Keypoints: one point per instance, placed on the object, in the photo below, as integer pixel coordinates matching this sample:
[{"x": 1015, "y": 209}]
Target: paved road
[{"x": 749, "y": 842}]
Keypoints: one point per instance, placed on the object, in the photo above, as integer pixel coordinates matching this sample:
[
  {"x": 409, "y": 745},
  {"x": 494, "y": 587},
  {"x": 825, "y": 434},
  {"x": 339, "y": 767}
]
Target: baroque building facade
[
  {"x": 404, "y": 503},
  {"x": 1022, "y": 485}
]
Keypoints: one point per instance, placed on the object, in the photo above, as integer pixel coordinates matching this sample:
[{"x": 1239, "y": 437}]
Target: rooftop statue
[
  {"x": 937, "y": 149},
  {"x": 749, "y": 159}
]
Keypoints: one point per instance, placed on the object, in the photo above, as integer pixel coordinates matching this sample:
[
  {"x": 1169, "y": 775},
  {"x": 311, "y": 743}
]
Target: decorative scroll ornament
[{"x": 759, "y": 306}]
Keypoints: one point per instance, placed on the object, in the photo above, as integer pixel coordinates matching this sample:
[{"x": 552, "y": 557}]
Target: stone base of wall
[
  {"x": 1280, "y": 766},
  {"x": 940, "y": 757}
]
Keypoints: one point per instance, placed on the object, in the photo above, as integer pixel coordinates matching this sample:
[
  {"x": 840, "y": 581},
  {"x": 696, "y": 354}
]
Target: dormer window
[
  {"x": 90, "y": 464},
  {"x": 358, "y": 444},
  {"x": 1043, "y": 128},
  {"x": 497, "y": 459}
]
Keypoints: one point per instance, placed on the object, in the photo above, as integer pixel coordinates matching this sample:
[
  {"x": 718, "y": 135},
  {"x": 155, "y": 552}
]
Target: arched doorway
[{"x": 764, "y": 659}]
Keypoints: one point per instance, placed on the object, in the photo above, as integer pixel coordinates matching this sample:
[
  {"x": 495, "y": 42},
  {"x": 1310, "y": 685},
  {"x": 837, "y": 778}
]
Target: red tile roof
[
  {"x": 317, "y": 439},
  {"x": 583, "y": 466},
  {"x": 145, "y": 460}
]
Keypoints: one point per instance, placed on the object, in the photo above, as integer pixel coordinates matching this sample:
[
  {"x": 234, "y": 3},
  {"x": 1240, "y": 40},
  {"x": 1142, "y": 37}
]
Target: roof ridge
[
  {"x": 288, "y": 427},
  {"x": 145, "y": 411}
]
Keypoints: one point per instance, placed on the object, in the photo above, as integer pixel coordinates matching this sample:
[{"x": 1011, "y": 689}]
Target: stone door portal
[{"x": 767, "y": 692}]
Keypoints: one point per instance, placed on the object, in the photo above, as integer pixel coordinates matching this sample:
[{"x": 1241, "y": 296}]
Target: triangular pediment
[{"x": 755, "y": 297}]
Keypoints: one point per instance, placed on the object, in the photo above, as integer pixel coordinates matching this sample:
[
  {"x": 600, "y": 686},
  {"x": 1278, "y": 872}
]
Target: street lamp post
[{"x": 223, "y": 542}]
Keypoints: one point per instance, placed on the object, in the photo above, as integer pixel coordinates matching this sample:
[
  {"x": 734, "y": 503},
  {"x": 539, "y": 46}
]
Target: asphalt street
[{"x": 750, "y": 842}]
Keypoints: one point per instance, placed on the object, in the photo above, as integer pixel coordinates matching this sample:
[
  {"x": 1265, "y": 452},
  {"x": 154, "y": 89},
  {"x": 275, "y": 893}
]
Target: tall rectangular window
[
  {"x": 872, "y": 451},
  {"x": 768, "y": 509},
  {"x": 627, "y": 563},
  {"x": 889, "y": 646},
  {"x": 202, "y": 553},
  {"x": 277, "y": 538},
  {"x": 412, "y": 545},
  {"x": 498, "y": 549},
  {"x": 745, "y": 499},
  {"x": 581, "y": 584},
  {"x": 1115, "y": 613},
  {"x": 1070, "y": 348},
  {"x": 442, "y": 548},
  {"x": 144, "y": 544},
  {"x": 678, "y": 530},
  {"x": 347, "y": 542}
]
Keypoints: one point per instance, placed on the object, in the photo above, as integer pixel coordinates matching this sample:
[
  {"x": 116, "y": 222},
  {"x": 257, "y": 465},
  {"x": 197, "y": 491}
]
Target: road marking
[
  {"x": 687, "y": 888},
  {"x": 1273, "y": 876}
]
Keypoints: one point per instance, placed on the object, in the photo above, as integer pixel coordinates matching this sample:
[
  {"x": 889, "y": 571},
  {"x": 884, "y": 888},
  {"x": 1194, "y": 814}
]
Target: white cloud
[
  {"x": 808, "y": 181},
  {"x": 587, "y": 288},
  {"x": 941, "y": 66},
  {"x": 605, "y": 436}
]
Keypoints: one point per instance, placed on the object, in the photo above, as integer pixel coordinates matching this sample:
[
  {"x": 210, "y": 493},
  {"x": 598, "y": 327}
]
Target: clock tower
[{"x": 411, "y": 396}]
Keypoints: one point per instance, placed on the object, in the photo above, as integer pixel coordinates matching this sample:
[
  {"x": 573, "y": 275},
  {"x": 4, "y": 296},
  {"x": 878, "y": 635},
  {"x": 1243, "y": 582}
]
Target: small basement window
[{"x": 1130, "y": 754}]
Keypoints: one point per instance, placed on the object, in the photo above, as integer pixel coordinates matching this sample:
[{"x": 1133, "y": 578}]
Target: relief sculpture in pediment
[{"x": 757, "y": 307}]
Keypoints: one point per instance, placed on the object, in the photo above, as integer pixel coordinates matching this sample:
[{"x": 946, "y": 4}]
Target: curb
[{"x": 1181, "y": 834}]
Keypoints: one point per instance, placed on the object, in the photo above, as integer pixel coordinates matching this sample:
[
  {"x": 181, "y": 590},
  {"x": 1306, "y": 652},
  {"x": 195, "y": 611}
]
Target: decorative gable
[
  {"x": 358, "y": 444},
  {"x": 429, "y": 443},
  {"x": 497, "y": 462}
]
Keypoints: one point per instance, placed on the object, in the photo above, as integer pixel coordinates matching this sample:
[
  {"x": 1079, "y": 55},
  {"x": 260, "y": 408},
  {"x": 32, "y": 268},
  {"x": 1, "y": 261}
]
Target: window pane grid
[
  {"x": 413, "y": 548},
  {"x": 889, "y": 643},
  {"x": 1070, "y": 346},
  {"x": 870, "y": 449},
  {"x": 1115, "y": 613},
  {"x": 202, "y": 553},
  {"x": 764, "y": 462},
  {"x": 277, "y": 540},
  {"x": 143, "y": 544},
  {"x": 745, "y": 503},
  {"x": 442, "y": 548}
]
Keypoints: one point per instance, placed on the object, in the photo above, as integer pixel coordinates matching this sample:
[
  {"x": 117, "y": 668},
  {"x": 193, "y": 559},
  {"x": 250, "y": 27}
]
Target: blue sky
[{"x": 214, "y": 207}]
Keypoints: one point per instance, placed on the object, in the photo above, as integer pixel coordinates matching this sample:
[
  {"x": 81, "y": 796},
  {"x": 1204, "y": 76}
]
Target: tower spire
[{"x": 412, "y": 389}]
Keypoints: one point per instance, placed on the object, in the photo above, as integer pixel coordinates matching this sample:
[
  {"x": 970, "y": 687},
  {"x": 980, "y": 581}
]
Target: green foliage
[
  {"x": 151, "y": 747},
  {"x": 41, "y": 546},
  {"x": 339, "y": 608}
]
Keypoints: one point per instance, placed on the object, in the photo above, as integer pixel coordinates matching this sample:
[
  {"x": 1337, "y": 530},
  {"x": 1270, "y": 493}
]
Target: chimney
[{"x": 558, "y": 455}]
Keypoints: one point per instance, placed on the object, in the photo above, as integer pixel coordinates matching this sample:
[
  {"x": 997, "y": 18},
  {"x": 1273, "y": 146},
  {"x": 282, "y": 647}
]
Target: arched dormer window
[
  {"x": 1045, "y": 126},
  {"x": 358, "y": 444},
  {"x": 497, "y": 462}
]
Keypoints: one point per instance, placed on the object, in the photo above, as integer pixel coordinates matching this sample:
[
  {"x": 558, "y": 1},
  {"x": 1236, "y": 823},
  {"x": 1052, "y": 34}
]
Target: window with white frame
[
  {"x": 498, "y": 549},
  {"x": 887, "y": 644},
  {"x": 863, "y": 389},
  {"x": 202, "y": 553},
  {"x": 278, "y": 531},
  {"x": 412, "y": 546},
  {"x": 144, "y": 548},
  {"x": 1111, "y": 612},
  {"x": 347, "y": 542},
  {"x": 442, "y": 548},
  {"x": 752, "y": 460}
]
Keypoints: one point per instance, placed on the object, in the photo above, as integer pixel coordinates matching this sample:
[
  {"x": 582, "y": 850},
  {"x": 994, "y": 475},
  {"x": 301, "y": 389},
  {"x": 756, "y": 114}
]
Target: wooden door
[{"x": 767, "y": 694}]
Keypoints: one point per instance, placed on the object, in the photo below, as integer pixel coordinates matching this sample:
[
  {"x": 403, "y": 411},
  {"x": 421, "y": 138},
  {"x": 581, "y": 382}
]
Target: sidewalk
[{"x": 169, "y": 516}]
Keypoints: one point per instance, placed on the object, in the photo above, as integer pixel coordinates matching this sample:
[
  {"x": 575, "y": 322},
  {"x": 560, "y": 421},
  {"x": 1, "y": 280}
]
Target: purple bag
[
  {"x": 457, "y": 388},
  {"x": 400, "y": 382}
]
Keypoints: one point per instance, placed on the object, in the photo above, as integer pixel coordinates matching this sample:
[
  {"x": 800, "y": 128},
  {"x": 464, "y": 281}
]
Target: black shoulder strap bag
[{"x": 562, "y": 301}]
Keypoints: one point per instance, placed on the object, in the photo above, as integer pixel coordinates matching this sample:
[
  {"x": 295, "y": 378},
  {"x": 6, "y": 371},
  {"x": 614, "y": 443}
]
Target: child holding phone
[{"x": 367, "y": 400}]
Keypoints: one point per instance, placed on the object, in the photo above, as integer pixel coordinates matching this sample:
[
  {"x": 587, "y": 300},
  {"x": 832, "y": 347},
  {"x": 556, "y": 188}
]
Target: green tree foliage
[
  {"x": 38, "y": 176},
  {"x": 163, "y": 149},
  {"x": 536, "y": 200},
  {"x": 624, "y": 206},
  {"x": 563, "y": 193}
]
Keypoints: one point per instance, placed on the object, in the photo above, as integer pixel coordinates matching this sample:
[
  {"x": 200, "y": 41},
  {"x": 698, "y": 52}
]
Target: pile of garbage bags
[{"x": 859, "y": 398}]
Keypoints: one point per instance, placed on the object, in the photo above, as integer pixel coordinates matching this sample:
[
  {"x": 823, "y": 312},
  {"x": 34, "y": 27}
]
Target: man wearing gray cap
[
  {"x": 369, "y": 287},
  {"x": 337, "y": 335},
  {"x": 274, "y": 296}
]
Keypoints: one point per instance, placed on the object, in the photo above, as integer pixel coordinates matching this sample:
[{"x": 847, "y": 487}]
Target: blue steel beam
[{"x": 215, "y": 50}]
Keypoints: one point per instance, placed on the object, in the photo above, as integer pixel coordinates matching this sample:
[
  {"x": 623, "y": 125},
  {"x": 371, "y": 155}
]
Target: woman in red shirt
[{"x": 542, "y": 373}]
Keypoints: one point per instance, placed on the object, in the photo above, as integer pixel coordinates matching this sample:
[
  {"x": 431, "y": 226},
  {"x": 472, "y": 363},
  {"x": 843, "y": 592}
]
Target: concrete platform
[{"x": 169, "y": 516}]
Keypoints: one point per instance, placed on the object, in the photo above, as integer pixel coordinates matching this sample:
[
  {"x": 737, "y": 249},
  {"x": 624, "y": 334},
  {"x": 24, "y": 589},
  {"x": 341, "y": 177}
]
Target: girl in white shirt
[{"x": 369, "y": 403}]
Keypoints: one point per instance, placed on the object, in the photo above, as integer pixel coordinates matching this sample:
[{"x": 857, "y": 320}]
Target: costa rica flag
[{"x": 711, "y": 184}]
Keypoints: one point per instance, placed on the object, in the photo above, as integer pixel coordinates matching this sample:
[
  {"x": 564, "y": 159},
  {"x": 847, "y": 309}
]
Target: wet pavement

= TASK TO COMPLETE =
Copy out each line above that contains the string "decorative".

= SOLUTION TO THIS EXERCISE =
Target: decorative scroll ornament
Target: decorative gable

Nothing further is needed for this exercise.